Bereitgestellter Text
==========

Naturschutz?

Ausgangslage

Es ist schon beachtlich, was sich immer wieder unter dem Begriff „Naturschutz“ so alles tut. Ich möchte diese Vereine keineswegs schlecht machen, sondern stehe nicht an, klar deren Verdienste um Anliegen des Naturschutzes zu loben. Diese Vereine haben in unserer Gesellschaft maßgeblich mitgeholfen, ein Bewusstsein für den Naturschutz zu schaffen und eben diesen als gesamtgesellschaftliches Anliegen zu etablieren. Das ist eine großartige Leistung, von der wir alle profitieren und die ich ausdrücklich anerkenne.

==========

Bereitgestellte Daten
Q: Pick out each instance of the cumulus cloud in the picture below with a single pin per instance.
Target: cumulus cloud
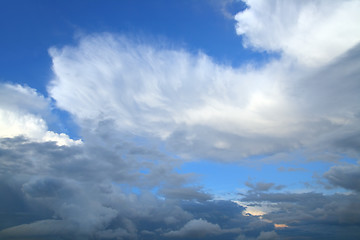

==========

Zu bearbeitende Aufgaben
a - Nenne in der Reihenfolge des Textes zum Naturschutz das jeweils erste Wort jedes Satzes im Absatz unter der Überschrift „Ausgangslage“.
b - Übertrage aus dem Text zum Naturschutz den Abschnitt zwischen „Ausgangslage“ und „ich ausdrücklich anerkenne.“ einschließlich dieser beiden Stellen wortgetreu.

Lösungen je Aufgabe
a - Es, Ich, Diese, Das

b -
Ausgangslage

Es ist schon beachtlich, was sich immer wieder unter dem Begriff „Naturschutz“ so alles tut. Ich möchte diese Vereine keineswegs schlecht machen, sondern stehe nicht an, klar deren Verdienste um Anliegen des Naturschutzes zu loben. Diese Vereine haben in unserer Gesellschaft maßgeblich mitgeholfen, ein Bewusstsein für den Naturschutz zu schaffen und eben diesen als gesamtgesellschaftliches Anliegen zu etablieren. Das ist eine großartige Leistung, von der wir alle profitieren und die ich ausdrücklich anerkenne.